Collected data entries
====================
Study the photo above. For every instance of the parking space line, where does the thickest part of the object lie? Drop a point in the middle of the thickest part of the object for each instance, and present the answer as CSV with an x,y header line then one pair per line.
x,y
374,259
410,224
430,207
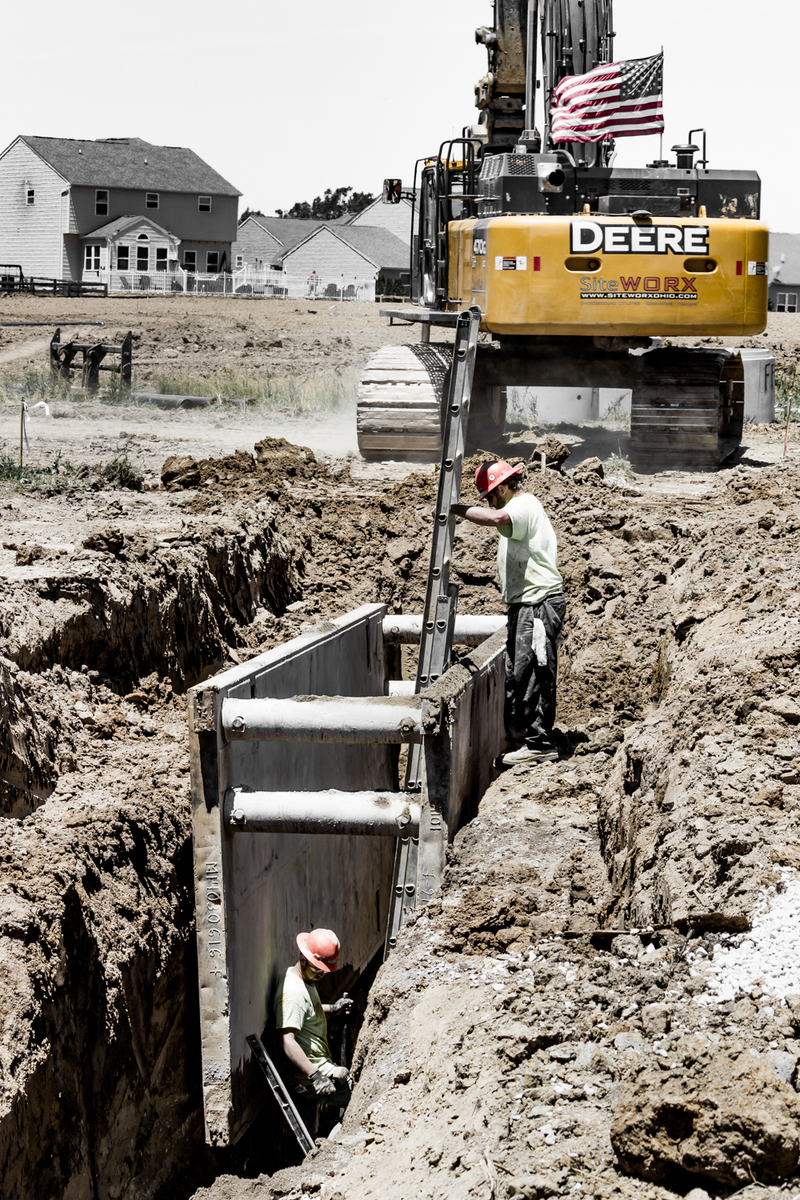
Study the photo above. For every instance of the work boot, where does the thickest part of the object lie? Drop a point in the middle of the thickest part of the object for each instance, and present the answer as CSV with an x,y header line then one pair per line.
x,y
525,755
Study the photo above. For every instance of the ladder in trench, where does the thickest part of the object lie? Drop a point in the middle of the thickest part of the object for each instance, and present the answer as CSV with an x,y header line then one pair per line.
x,y
440,601
281,1095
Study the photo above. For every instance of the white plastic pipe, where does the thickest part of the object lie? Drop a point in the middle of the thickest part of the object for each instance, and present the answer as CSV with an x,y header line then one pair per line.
x,y
373,814
407,630
366,719
400,688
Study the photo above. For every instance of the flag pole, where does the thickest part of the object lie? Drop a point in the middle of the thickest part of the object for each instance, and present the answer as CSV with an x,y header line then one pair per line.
x,y
530,65
661,136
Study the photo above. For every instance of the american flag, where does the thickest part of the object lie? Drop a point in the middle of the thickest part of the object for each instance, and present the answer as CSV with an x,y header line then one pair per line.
x,y
614,100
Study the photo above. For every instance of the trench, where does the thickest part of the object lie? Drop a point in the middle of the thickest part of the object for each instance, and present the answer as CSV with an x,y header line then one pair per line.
x,y
101,1039
100,1043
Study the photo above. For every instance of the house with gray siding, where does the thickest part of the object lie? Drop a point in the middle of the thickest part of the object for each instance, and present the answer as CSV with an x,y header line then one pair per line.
x,y
785,273
320,257
394,217
73,209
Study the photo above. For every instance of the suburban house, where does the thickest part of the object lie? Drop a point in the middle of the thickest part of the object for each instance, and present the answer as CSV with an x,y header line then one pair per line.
x,y
785,273
72,210
319,257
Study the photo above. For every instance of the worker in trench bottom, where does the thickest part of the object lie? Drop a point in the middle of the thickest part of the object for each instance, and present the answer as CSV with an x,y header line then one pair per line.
x,y
301,1021
534,591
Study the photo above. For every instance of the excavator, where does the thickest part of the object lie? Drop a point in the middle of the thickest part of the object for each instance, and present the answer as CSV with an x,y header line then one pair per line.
x,y
581,269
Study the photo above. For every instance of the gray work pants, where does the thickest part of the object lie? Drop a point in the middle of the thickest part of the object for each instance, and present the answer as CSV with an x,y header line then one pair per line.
x,y
530,689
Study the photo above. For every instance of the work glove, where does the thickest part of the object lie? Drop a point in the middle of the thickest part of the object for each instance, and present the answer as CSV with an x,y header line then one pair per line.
x,y
322,1084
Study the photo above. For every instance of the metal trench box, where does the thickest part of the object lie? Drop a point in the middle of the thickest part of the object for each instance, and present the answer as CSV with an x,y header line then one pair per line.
x,y
282,844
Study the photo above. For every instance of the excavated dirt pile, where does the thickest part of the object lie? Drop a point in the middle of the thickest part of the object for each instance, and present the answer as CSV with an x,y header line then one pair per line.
x,y
559,1023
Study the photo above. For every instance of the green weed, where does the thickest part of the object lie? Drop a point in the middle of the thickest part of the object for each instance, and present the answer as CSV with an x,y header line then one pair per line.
x,y
786,384
317,394
618,467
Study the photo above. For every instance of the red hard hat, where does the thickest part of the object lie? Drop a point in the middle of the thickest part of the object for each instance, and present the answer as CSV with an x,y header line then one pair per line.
x,y
489,474
320,947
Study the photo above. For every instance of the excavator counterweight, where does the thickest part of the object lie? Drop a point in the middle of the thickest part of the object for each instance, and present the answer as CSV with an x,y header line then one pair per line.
x,y
579,268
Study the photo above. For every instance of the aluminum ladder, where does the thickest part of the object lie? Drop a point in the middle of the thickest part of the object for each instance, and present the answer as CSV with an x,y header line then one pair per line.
x,y
440,595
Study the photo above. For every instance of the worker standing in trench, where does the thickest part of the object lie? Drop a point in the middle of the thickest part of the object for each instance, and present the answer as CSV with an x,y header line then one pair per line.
x,y
533,588
301,1021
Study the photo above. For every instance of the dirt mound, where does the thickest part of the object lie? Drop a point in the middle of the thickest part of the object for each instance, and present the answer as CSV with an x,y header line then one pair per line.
x,y
723,1115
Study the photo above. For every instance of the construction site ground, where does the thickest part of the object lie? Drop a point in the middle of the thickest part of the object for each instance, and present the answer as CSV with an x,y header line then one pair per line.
x,y
571,1017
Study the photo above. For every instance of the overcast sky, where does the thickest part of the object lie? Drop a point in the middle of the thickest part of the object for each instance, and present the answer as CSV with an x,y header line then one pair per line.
x,y
288,99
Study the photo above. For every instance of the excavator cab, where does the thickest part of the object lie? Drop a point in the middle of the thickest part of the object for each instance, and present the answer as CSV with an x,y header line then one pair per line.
x,y
577,265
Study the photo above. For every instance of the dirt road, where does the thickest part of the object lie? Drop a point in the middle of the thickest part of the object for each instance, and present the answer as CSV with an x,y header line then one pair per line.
x,y
539,1032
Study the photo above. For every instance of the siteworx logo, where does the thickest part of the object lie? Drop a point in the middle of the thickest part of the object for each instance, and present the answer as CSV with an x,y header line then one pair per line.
x,y
588,237
635,283
633,287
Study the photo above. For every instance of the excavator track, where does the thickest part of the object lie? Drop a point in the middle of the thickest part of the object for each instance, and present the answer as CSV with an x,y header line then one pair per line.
x,y
398,409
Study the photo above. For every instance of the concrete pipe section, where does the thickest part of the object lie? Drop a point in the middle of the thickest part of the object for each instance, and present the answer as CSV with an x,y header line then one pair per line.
x,y
376,814
407,630
364,719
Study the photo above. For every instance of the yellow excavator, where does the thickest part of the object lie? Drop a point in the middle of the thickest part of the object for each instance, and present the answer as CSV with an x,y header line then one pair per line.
x,y
579,268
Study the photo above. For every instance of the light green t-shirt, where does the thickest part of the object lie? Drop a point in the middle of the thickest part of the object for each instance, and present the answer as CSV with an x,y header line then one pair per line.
x,y
528,553
298,1007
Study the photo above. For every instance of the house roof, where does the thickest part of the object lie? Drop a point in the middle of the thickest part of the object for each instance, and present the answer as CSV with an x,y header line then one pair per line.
x,y
377,246
785,258
380,246
349,217
130,162
289,231
115,227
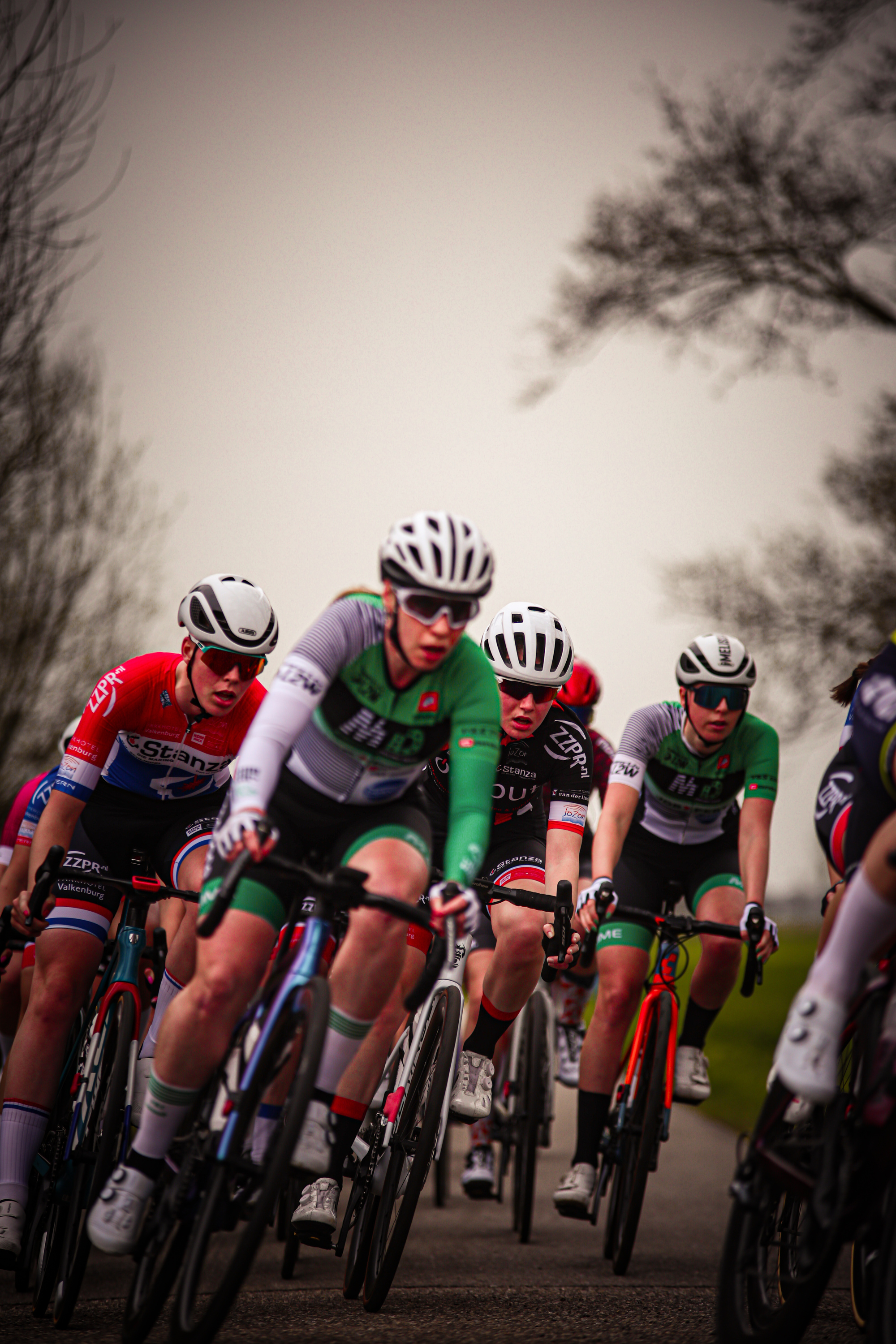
====================
With the pictures set aside, please write out all of the records above exactly.

* Exercise output
Study the photo above. For every instance of the parking space line, where does the thickest part of the object lie? Drop a point in the middle of the thickest part of the object for each instance, and present the answer as CSV with an x,y header line then one pair per line.
x,y
374,259
410,224
430,207
Study the photo above. For every instance of the work boot, where does the thickest part of the object lie? Drop a point in the middle of the thickest part of the object for each instance, and present the answer as CSV with an x,y header line then one pair per line.
x,y
525,755
Study the photo above. For every instance of the ladder in trench, where does the thickest part of the object lie? Drop a point in the middle of the thickest part of the object for each instance, and present the answer as CSV with an x,y header line then one pair per line.
x,y
440,601
281,1095
Study the photo above. For every instance of the white plastic pipe, where does the thickest part of the object lie? Drop a point in the middle of the thickest part of the object for each instance, and present the answer as CSV with an x,y header line then one pair per line.
x,y
373,814
407,630
366,719
400,688
Study the photo above. For every instance of the flag pole, where does the thickest part of the object lie? Drop a point in the middle of the thickest part of the object for each instance, and present the answer as CSV with an x,y header line then one pair per line.
x,y
530,65
661,136
Study the photo above. For every instance of the american flag, where does the thickest part of the object lie? Drop a point in the middle of the thickest part of the object for each instance, and present the answer as CSV with an x,y header line then one pair per line.
x,y
614,100
Study the photo above. For every instance of the trench, where does the thickest part of the object lie? Drop a point in the middle of the thickest part of the object for each instance, and present the answer as CSV with an x,y header line then one pair per line.
x,y
101,1039
100,1043
Study the photo above. For every instance of the house with gray siding, where does the thickest part of the object lie? Drop a point in the middle of the thickest part of the object for each instance, and present the answer as CSV with an x,y header line then one pair per line.
x,y
785,273
320,257
394,217
73,209
Study the photo above. For every instance of the suburban house, where does the thickest part of the object lie? Drop a point in the middle of the thickest part of the object for each instance, and present the answer as CSV with an x,y header line then one pair per line.
x,y
785,273
72,210
319,257
Study the photo above. For every instance of the worker in trench bottom, where does the thickest part of the object lie? Drop a point in the middle of the thickest part of the object for each instance, and present the answer as CSV with an x,y header line then one pair per line.
x,y
301,1021
534,591
Study the photo above. For every instance of the excavator, where does the thickest part of the object lie? Drop a point in the middle of the thickest part of the object for each instance, and present the answer as CSV with an x,y header line then one pair per line.
x,y
581,269
Study the photo above. For every instance of the gray work pants, where does the thickest part of the object lie? Drop a point in the middle of the thickest part of the object for each instance, and present the answer as CSV with an x,y header line then one pair per line.
x,y
530,689
Study the photo above. For every instance of the work glove, where does the thickest part of the object lie? Drop a point in the middle of the thickest part of the object for each instance, and present the answer as CSV with an x,y header line then one pair per line.
x,y
322,1084
Study the photo above. For every instance of the metal trench box, where does the thickest part of the object lie? Drop a point in the middle of the thickest part of the object for each instance, and present the answer as CSV with an x,y header line then one pair per line.
x,y
282,844
Study the photo above. For every instance of the excavated dirt pile, where does the thickest part of the object lie? Drop a point in the middle of the thickest part of the object for each instance, and present the answer as CSV with an x,y header line then one pair per line.
x,y
559,1023
Study the photo above. For every instance of the green weed, where does the thickest part of the object lie? Drop a point in the middle of the thickest part of the object for each instance, and present the answer as CSV with an x,y header line then one pair per line.
x,y
786,384
317,394
618,467
Study the photo above. For every instance of the red hard hat, where does the thickest part of the object lie? Drop a point in the middle of the thickest part of the object for each instance, and present the answer as CSV with an x,y header line then one pair per line.
x,y
489,474
320,947
Study the photo above. For every instance of the excavator counterweight, where does the thickest part of the object lie? Drop a point in the middle of the thickest part of the object for each instance, and present the answer as CSV with an x,y header line then one pair per line.
x,y
579,268
Study the photo above. For every instance of the aluminum ladder, where does the thickest part of the object lie? Drop a point in the middle of the thickest part of the object for each instance, and present the answer as CSV with an x,y header line then one pair per line.
x,y
440,595
Study the photo above. For every instance of the worker standing in trench, where does the thickest part of the object lie? Drop a point in the middle of the thickest part of the object for each instance, and present the answer as CSV with an x,y header line then one pair per line.
x,y
533,588
301,1021
Study the photo above. For every instance of the dirt mound, where does the thickest part of the object lie? Drop a point in the middle of the thickest part of the object for each instance, and present the answer as CSV with an x,y header line then one pair per line.
x,y
723,1115
Study the photo above. For every instance of the construction site ground, where does the thickest part of the object lie? Drop a point in the middle of the thickest part of the object for each instance, and present the answer as CSV with an x,y header line then one pair per line.
x,y
571,1017
Study the photo above. For every instance of the overcast sky, where does the thickest part of the object lie? Drop a point in the middle of the thickest part of the object for each instance, and present the answer as CSV with an x,y header line then one pair per line.
x,y
288,99
Study the photo above. For every instance of the excavator cab, where does the thickest part of the object lie? Drop a point in the middle of the thickest part of the object for each instance, and present the answer as CSV with an x,y header line then one pair per line.
x,y
577,265
Study the photo above. For every instance of the dirt road, where does the thickest part of the object lie? Drop a point in the middle of the thickest part of the object for each instance, and present the answer as CSV with an x,y header line then one pair per line.
x,y
539,1032
Study the photo above. For every instance of the siteworx logo, where does the thickest part of the object lie? Drop a point in the middle of the thickest part of the object for each instance, and present the answer as CSV with an x,y header line then one pair per line.
x,y
588,237
635,283
633,287
Study the photo above. For every instance of the excavator track, where does the thickest part of the object lie? Drop a point in the middle of the thickest part of the object for each instance, and present the answer as CSV with an x,y header line then one pair per line.
x,y
398,409
Study the photo above. For every instance of the concrete pipe section, where does the thickest part of the object lie? Drop a point in the middle of the thickest part of the object for each instance, and present the answer as CSV with an x,y header line then one pair per line.
x,y
376,814
407,630
364,719
Study the photo above. For every instance of the yellow excavator, where does the thickest part of the object lie? Drop a point in the middle of the thickest part of the object for each instance, and present the answer as CSV with an x,y header line then one pair per line.
x,y
579,268
Study the photo above. For every instance of the light green t-shirt, where does the thickest part of the object lie? Drop a point in the middle of the thickest part of the object for each instance, and present the answer as CSV with an x,y header line then one pair per line.
x,y
528,553
298,1007
Study the photo above. For every instance of the house roof, where does the thickest part of the object lie? Drop a point in the middle of the thickest part of the object for each instance, and present the answer as CSV with an x,y header line then one pair per line.
x,y
377,246
785,258
380,246
349,217
130,162
289,231
115,227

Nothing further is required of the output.